** BEGIN Supplied material **
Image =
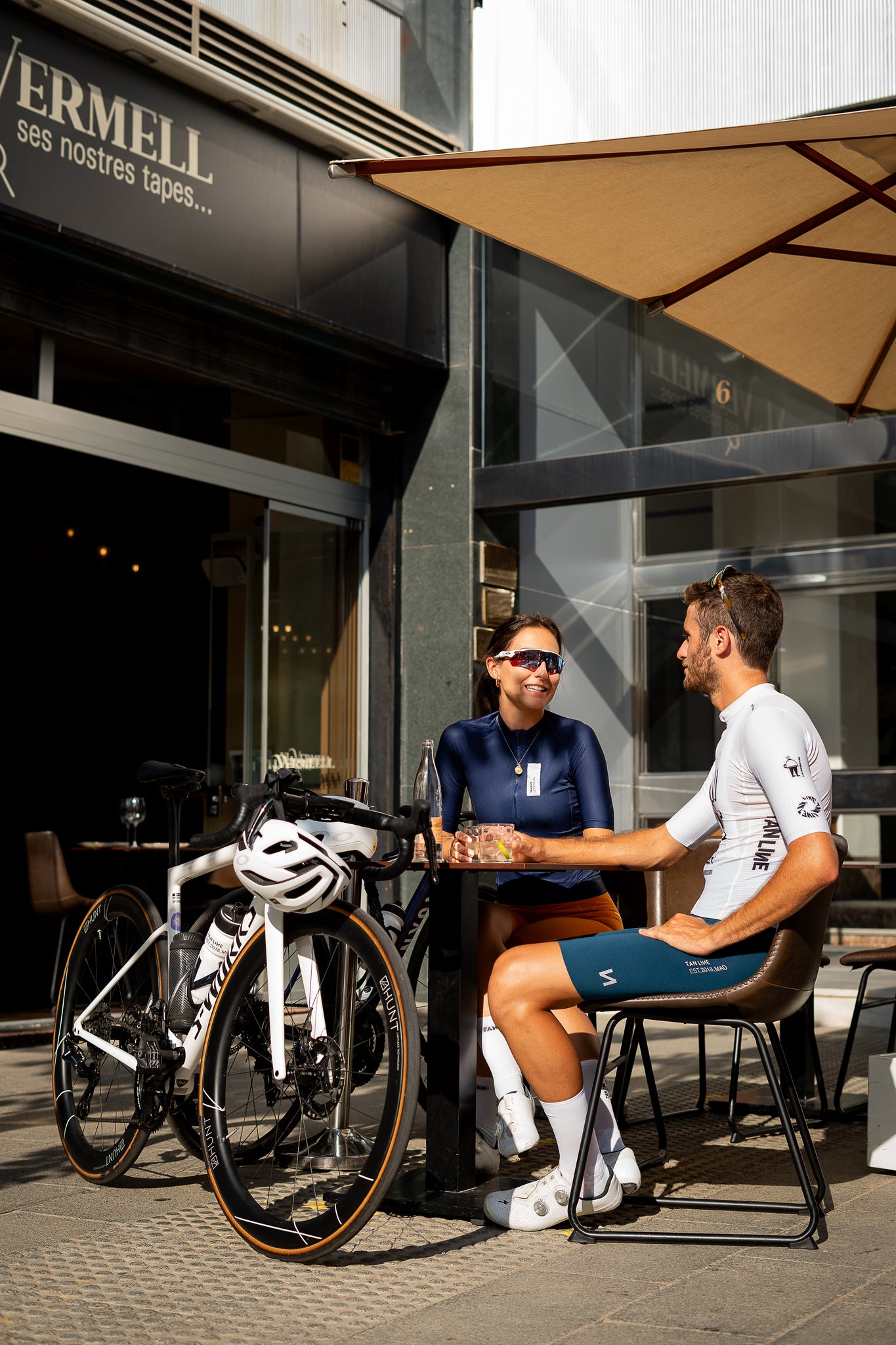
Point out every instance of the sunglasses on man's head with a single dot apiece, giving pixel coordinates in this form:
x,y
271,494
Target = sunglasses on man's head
x,y
532,659
719,583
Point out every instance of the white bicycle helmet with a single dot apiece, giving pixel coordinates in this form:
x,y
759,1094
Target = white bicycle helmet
x,y
341,837
291,870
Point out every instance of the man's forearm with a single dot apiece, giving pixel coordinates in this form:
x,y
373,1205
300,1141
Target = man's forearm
x,y
805,871
648,849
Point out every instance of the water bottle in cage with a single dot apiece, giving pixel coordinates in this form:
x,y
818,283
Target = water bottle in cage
x,y
214,950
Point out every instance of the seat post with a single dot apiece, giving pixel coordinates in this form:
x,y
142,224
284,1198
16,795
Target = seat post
x,y
174,798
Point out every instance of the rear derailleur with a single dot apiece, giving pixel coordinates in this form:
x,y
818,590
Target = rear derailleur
x,y
158,1063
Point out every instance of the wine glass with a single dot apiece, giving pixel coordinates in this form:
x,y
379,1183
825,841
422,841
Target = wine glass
x,y
132,813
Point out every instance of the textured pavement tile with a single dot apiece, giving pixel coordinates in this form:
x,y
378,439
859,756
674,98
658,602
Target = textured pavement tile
x,y
851,1320
744,1296
532,1306
633,1333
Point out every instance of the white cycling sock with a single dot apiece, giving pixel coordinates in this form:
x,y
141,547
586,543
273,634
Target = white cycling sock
x,y
486,1106
605,1124
567,1122
505,1072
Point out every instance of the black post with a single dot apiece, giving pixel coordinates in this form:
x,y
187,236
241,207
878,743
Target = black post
x,y
450,1080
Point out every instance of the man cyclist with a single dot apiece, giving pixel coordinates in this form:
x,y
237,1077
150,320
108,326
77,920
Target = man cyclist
x,y
769,791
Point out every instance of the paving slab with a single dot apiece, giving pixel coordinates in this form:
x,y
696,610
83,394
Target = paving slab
x,y
152,1259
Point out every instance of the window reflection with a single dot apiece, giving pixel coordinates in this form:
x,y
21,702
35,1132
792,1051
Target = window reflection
x,y
771,514
558,358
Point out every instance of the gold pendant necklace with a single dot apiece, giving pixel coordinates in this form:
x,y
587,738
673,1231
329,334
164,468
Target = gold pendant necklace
x,y
517,768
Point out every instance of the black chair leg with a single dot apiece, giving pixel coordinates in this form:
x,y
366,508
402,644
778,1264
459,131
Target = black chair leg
x,y
54,979
802,1125
621,1087
819,1118
624,1076
811,1207
860,1109
736,1136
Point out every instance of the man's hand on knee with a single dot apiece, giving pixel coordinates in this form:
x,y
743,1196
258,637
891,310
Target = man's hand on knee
x,y
688,934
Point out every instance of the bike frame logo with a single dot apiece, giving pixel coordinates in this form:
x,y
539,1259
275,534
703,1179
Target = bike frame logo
x,y
5,77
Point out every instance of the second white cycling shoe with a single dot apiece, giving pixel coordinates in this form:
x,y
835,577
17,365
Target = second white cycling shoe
x,y
625,1166
545,1202
516,1130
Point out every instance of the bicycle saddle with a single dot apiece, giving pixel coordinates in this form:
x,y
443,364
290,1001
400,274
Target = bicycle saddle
x,y
167,772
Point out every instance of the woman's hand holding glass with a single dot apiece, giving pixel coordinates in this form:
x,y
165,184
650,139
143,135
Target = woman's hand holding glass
x,y
463,849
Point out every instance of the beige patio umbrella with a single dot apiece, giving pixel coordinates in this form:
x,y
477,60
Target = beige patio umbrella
x,y
778,240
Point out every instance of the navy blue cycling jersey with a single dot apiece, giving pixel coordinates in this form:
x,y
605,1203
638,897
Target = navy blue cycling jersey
x,y
562,791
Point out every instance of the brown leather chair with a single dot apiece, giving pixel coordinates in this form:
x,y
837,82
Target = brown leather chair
x,y
50,888
668,892
675,891
871,959
778,989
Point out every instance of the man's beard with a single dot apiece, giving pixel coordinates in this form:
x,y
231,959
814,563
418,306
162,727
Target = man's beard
x,y
702,676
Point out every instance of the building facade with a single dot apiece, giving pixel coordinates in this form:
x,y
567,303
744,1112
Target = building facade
x,y
227,391
698,456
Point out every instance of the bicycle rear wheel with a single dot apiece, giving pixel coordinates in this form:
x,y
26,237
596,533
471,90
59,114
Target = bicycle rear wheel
x,y
95,1093
269,1145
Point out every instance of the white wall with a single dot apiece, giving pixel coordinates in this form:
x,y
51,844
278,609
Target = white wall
x,y
548,72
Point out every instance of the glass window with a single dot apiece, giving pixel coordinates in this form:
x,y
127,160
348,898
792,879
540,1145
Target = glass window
x,y
313,632
558,362
18,347
836,657
139,391
771,514
696,387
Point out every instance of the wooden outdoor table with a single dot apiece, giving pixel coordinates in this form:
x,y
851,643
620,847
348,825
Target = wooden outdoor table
x,y
448,1185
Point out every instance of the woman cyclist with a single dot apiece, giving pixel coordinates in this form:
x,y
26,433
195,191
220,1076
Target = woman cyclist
x,y
548,776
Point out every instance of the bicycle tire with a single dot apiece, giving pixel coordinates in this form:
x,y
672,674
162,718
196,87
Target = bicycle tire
x,y
105,1139
419,985
278,1202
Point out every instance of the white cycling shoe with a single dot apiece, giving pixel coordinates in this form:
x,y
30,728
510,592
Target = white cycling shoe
x,y
625,1166
544,1202
515,1130
488,1158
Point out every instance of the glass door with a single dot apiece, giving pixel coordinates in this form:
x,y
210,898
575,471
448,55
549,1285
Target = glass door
x,y
312,646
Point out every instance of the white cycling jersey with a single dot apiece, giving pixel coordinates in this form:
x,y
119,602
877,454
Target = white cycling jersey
x,y
770,785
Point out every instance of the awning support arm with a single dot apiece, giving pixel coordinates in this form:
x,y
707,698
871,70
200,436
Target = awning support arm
x,y
868,188
662,301
872,374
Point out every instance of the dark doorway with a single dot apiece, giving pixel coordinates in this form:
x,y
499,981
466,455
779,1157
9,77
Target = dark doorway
x,y
109,653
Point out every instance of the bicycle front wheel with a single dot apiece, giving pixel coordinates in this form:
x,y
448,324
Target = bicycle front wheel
x,y
93,1091
293,1173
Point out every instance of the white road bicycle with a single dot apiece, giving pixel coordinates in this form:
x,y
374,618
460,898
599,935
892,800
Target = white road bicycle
x,y
299,1078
** END Supplied material **
**Directive**
Write the entries above out in full, exactly, with no images.

**Exercise solution**
Image =
Point out every instance of the sunglasses on man's head with a single dot apiece, giving pixel coordinates in this form:
x,y
271,494
Target = sunglasses on man's head
x,y
532,659
719,583
Point out every instance of the white bicycle helmet with a single dot apiece, giving pixel coordinates in this form:
x,y
759,1094
Target = white bicycle helmet
x,y
341,837
291,870
Point out every instance of the man's forearm with a single dot apiece, giving pixel coordinates in this form:
x,y
373,1205
300,1141
Target = man's forearm
x,y
805,871
648,849
Point out every instance of the water bottle in cage with a single dot apiece, giving pixel coordinates in this form:
x,y
818,283
Target = water bottle in cage
x,y
214,950
Point out every instance of the seat post with a single dot apiece, giving pixel coordinates in this form:
x,y
142,224
284,1198
16,795
Target = seat post
x,y
174,798
Point out every instance of the rear derailleur with a single dot apiece, giving pixel coordinates in this form:
x,y
818,590
Target = rear derailleur
x,y
158,1063
Point out every instance of the wine glass with a single dot apiece, giving pixel coordinates in this form:
x,y
379,1183
825,841
422,841
Target = wine glass
x,y
132,813
Point out every instance of the textured pavement tile with a single dot apiece, giving pixel coordinates in this form:
x,y
378,439
859,756
674,98
658,602
Target = textured pavement tile
x,y
851,1320
744,1296
532,1306
633,1333
Point out every instance of the white cycling sock with a single dot apiece, giving pixel coordinates in this form:
x,y
141,547
586,543
273,634
Target = white cycling sock
x,y
486,1106
605,1124
567,1122
505,1072
Point out every instance of the black post with a single dot apiece, giving pixel coordinates in this form:
x,y
187,236
241,207
878,743
Target = black post
x,y
450,1080
Point out every instance of the man cyclist with a single dot apiece, giving pixel coordinates in this form:
x,y
237,1077
150,320
108,326
77,920
Target = man cyclist
x,y
769,791
Point out every instance of the paving slab with a single dot apiece, giving pixel coordinates in this form:
x,y
696,610
83,394
Target = paving slab
x,y
152,1259
Point out every instance of the window reflection with a single dot apiece, giving pixel coordinates in this form:
x,y
21,702
35,1132
792,1051
Target = window reflection
x,y
771,514
558,358
Point out every instance of the gold pendant necklace with a single dot apiece, giving pixel coordinates in this form:
x,y
587,738
673,1231
329,334
164,468
Target = gold pendant necklace
x,y
517,768
Point out every instance of the black chair leg with a single dot apiece, giving pixel coordinates in this form:
x,y
366,508
402,644
778,1264
459,131
Target = black chair leg
x,y
54,979
802,1125
621,1087
819,1118
624,1076
811,1207
860,1109
736,1136
Point out every instance of the man's hand on knee with a single dot apiece, giving pixel coordinates in this form:
x,y
743,1196
258,637
891,310
Target = man's hand on knee
x,y
688,934
Point out every instance of the bike frame logo with a single dot apiece, giving pixel coordinates in this form:
x,y
539,1259
275,534
703,1179
Target = bike frame logo
x,y
5,77
Point out every instance of the second white cycling shoe with a single dot apiece, giving pixel coordinates in this form:
x,y
835,577
17,365
Target = second white cycling shoe
x,y
625,1166
545,1202
516,1130
Point out every instance of the bicycle saddle with a single dot apiece, giving pixel coordinates in this form:
x,y
443,364
290,1001
400,274
Target = bicycle saddle
x,y
167,772
Point out every instance of the woman's hand holding glass with a single dot apiece, giving pixel coordinates in this form:
x,y
165,184
650,139
143,135
Target = woman's hand holding glass
x,y
463,849
Point out every instance of the beige patio umbrella with a single dot apiece, giving pixel coordinates in this form:
x,y
477,60
Target = beige patio umbrella
x,y
778,240
Point out every instance of the navy blue cycling jersey with a single dot apiece, giving pixel coordinates in this form:
x,y
605,1203
638,897
Target = navy blue cycling jersey
x,y
562,791
Point out every instance of the brown leather chair with a single dot apiece, giving pixel coordinates in this form:
x,y
837,82
Target = brown leather chair
x,y
50,888
668,892
675,891
871,959
778,989
Point out every instance of the man's beard with a single dot apiece, giving pixel coordinates in this form:
x,y
231,959
814,563
418,306
162,727
Target = man's beard
x,y
702,676
Point out every instance of the building facade with a single dot apiece, giving pixel coordinates in this form:
x,y
567,303
744,1112
Target = building facade
x,y
227,391
698,456
Point out every instance of the bicycle rear wheel with a single dot apiece, giving pixel coordinates in this form:
x,y
26,237
596,533
471,90
59,114
Target = bicycle rear wheel
x,y
95,1093
269,1145
Point out every instance of the white wall with a single dot apiece, giving pixel coordinates in this form:
x,y
51,844
278,609
Target = white wall
x,y
548,72
Point out every instance of the glass window with a single dot apiece, giving pixel coordinates in this form:
x,y
127,160
348,898
792,879
540,1145
Target = glass window
x,y
313,632
558,362
18,347
836,657
139,391
771,514
696,387
Point out every instance of the wooden outdoor table with a single dot apiece, giving pixel coordinates in this form:
x,y
851,643
620,847
348,825
Target = wooden outdoor table
x,y
448,1185
Point out every instance of the woman cyclist with a single dot apiece, giving pixel coordinates in this form:
x,y
26,433
195,191
220,1076
Target = woman cyclist
x,y
548,776
Point out every instance of the bicycle tire with a single dot apiece, giving pixel coordinates in this form:
x,y
672,674
162,718
196,87
Target = bicycle tire
x,y
105,1139
419,985
278,1202
Point out every instance of the white cycling shoe with a single dot apiece, giving pixel coordinates in this form:
x,y
30,728
510,592
Target = white cycling shoe
x,y
625,1166
544,1202
515,1130
488,1158
Point out every instance of the glass door with a single dot apiece, giving pixel coordinates in this form:
x,y
210,898
575,471
448,55
549,1285
Target = glass door
x,y
312,646
Point out every instance of the white cycling jersey with a single dot apiece, giving pixel coordinates in this form:
x,y
119,602
877,454
Target = white cycling jersey
x,y
770,785
Point out every instance of the awning support arm with a single dot apiece, giving pixel coordinates in this form:
x,y
707,698
871,70
200,436
Target = awning support arm
x,y
868,188
662,301
872,374
Point out every instance of the dark doorway with a single dot apiece, giving pixel coordinates in this form:
x,y
499,981
466,455
779,1157
9,77
Target = dark doorway
x,y
109,653
Point out every instance of the bicycle front wheel with a single dot apiece, giving pixel coordinates in this form:
x,y
448,324
Target = bicycle front wheel
x,y
93,1091
293,1173
Point out every instance of the white road bicycle with a single dot apiece, giving pixel coordinates in this form:
x,y
374,618
460,898
599,935
892,800
Target = white road bicycle
x,y
299,1078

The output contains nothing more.